## GIVEN REQUEST
Give the data below again, word for word.

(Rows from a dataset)
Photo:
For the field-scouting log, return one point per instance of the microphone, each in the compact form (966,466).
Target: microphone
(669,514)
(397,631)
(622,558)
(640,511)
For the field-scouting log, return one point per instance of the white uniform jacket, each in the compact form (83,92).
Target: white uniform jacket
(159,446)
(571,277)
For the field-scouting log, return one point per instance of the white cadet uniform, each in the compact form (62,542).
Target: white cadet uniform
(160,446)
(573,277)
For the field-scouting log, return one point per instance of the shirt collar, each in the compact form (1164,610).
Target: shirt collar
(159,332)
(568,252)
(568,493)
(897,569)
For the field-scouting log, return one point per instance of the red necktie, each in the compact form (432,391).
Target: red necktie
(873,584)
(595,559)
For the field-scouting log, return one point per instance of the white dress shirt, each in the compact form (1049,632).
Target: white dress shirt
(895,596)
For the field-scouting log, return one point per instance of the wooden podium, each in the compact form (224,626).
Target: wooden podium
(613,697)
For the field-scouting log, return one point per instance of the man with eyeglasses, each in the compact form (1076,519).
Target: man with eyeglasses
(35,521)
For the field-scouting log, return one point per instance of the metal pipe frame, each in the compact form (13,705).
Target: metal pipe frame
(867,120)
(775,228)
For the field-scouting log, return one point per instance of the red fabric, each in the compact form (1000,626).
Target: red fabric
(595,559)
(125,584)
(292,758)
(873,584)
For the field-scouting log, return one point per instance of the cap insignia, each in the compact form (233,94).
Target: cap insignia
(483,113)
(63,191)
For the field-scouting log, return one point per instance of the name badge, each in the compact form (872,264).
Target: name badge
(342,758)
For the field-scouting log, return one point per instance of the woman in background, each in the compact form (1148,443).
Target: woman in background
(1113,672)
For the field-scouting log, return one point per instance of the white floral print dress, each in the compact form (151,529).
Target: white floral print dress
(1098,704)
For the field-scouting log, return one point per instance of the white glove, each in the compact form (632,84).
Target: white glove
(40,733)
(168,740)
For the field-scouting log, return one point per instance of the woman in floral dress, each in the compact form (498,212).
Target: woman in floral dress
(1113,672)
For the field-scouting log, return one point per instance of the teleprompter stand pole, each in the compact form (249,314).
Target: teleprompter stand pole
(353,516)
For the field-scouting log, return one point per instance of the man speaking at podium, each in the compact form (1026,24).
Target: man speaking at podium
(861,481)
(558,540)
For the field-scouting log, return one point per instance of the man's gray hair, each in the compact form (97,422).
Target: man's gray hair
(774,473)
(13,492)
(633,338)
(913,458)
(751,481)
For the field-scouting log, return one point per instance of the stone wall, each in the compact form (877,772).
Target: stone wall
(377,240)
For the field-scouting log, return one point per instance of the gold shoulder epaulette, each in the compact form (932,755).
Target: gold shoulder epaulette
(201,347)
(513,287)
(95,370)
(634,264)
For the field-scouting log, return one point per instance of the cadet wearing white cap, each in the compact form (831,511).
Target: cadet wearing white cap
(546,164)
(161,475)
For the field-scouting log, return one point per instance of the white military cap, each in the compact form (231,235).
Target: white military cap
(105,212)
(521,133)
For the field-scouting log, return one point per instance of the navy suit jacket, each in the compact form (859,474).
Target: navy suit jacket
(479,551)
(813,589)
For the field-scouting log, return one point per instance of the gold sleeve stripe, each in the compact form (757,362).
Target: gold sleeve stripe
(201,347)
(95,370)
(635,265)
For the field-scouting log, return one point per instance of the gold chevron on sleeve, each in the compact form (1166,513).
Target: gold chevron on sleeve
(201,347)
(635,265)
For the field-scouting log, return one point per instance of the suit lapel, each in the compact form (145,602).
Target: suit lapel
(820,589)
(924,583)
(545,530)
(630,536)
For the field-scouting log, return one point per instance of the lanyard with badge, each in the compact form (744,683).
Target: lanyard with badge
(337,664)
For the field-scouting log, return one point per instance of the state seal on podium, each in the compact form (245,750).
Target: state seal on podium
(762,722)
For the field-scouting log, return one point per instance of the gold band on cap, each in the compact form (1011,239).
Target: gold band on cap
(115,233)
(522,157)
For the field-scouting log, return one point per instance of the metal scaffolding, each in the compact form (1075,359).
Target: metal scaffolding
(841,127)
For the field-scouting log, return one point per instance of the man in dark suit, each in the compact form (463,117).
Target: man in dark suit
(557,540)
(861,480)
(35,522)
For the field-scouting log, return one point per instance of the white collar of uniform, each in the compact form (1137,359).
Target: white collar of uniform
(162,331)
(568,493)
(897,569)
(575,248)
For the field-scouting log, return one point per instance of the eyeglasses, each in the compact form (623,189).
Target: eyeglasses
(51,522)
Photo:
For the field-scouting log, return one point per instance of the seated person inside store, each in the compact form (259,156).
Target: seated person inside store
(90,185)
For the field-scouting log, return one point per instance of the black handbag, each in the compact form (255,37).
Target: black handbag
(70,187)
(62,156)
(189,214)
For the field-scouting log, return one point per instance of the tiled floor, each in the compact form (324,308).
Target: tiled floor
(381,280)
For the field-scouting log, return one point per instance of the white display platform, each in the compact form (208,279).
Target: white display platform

## THE SOLUTION
Photo:
For the field-scouting log, return one point per instance of the microphone, each in the compact form (966,466).
Target: microphone
(669,514)
(397,631)
(622,558)
(640,511)
For the field-scouting log, return one point per instance of the white uniform jacket, each in the compact form (83,92).
Target: white uniform jacket
(159,446)
(571,277)
For the field-scouting log, return one point per instance of the white cadet uniform, each in the compact form (62,542).
Target: white cadet uniform
(160,446)
(573,277)
For the field-scouting log, return one point per instance of the shirt collar, each in the compact form (1164,610).
Target: shirt collar
(159,332)
(568,252)
(568,493)
(897,569)
For the field-scouting log, return one point per instance of the red necktie, each in the compact form (432,391).
Target: red necktie
(873,584)
(595,559)
For the field-scouting log, return one point per instance of the white dress shirt, each in the compact form (1049,632).
Target: white dress shirt
(895,596)
For the field-scouting log, return one point per instance of the wooden podium, each in the compact form (224,626).
Target: wooden podium
(613,697)
For the field-scouting log, return one point per instance of the man with eyeglasses, each in the compact form (1076,519).
Target: man with eyeglasses
(35,521)
For the field-scouting log, return one point per instance of the metal pipe frame, each in the compact form (13,705).
Target: metal pipe frame
(867,120)
(775,228)
For the field-scouting log, return one point per instance of the red fabric, each in the compact form (1000,626).
Target: red fabric
(595,559)
(125,584)
(292,758)
(873,584)
For the field-scouting log, return one point per instance of the cap insignia, each in the compact form (233,94).
Target: cap insignia
(483,113)
(63,191)
For the field-scouting log, return one point per instance of the name badge, each in the compact form (872,264).
Target: name badge
(342,758)
For the field-scouting log, return one point per instance of the woman in background, each in the compact form (1148,443).
Target: woman in background
(1113,672)
For the field-scouting log, return one point per instance of the white floral print dress, each in the compact form (151,529).
Target: white floral print dress
(1098,704)
For the field-scouting log, return one point per instance of the white glove, each in the compact form (632,84).
Target: white glove
(40,733)
(168,740)
For the field-scouting log, return one point per instance of the woman in floral dress, each in the compact form (498,212).
Target: woman in floral dress
(1113,672)
For the field-scouting log, return one point per instance of the teleprompter stand pole, each in the compact form (249,314).
Target: teleprompter stand pole
(353,516)
For the field-scouting log, return one point per instance of the man speaking at podium, each in the compact form (1026,24).
Target: man speaking at podium
(861,481)
(558,540)
For the field-scouting log, return one point per instance of the man's gray hair, each in the compact form (97,422).
Target: man's gray hair
(774,473)
(13,492)
(633,338)
(913,458)
(751,481)
For the field-scouting log, return one point per instance of the stone wall, each in the compact form (877,772).
Target: stone wall
(377,240)
For the field-scouting log, return one point per instance of the gold shoulder epaulette, each in the compact form (932,755).
Target: gold shoulder epaulette
(201,347)
(513,287)
(95,370)
(634,264)
For the field-scouting log, return one point per instance of the cadet wearing white cap, each in the compact form (831,511).
Target: cadet wearing white cap
(546,164)
(161,475)
For the field-scouting log, return one point per instance of the white military cap, each in the compact form (231,235).
Target: white military cap
(105,212)
(521,133)
For the field-scouting log, return one point per instance of the navy suit jacket, each in the compact form (859,474).
Target: navy suit jacket
(479,551)
(813,589)
For the field-scouting log, return one point per instance of the gold sleeve stripe, each in the compact form (757,362).
Target: gold sleeve stripe
(201,347)
(95,370)
(635,265)
For the field-scouting log, return one point per instance of the gold chevron on sleeve, each in the compact form (1166,513).
Target: gold chevron on sleeve
(201,347)
(635,265)
For the field-scouting log, return one point per instance of the suit lapel, each in the compact form (145,602).
Target: suit lapel
(820,589)
(924,583)
(545,530)
(630,536)
For the field-scouting log, return one point per instance of the lanyard with badge, each in the compact form (744,683).
Target: lanyard with badge
(337,664)
For the field-scouting log, return one point per instance of the state seal on podium, each in the compact form (245,750).
Target: state seal on podium
(762,722)
For the field-scouting log, return one point per instance of the gold band on cap, each in the compact form (1011,239).
Target: gold band on cap
(115,233)
(522,157)
For the field-scouting log, return one point per instance of the metal scaffolding, each in the compact form (1075,359).
Target: metal scaffolding
(841,127)
For the field-scouting log, return one point per instance of the man in dark suit, each in the compact form (463,117).
Target: man in dark suit
(557,540)
(861,480)
(35,522)
For the field-scouting log, return one point per instance of the white collar of uniform, each in the compact form (1137,359).
Target: white collar of uniform
(162,331)
(568,493)
(897,569)
(575,248)
For the field-scouting log, return one point per instance of the eyeglasses, each in the compact form (623,189).
Target: eyeglasses
(51,522)
Photo:
For the field-scouting log, return one point per instance of the seated person inside store, each in the compact form (259,156).
Target: seated person inside store
(90,185)
For the field-scouting log, return one point per instance of the black handbag, each in the compact form (255,37).
Target: black handbag
(70,187)
(62,156)
(189,214)
For the field-scouting log, return one point per instance of the tiled floor, each in the compact form (324,308).
Target: tiled floor
(381,280)
For the field-scouting log, return one point per instance of the white display platform, each in the compact form (208,279).
Target: white display platform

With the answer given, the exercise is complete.